(Extracted data entries)
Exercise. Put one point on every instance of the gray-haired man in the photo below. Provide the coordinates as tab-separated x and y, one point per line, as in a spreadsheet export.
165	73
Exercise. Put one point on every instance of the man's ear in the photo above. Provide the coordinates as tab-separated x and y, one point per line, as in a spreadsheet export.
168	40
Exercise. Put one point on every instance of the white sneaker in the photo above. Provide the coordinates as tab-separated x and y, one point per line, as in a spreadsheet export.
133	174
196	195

**Stated problem**
Rewrite all the rows, replacing "spreadsheet export" with "table export" and leaving everything else unchanged.

**Answer below**
Exercise. Put one point on every instance of the gray-haired man in the photo below. Provide the coordinates as tab-separated x and y, one point per line, as in a table export.
165	73
Exercise. Put one point on every instance of the man's ear in the photo above. Provide the coordinates as tab-separated x and y, one point per line, as in a table export.
168	40
Exercise. Put one point on every instance of the white sneaker in the photo above. Provide the coordinates as tab-separated x and y, one point per line, as in a table export.
133	174
196	195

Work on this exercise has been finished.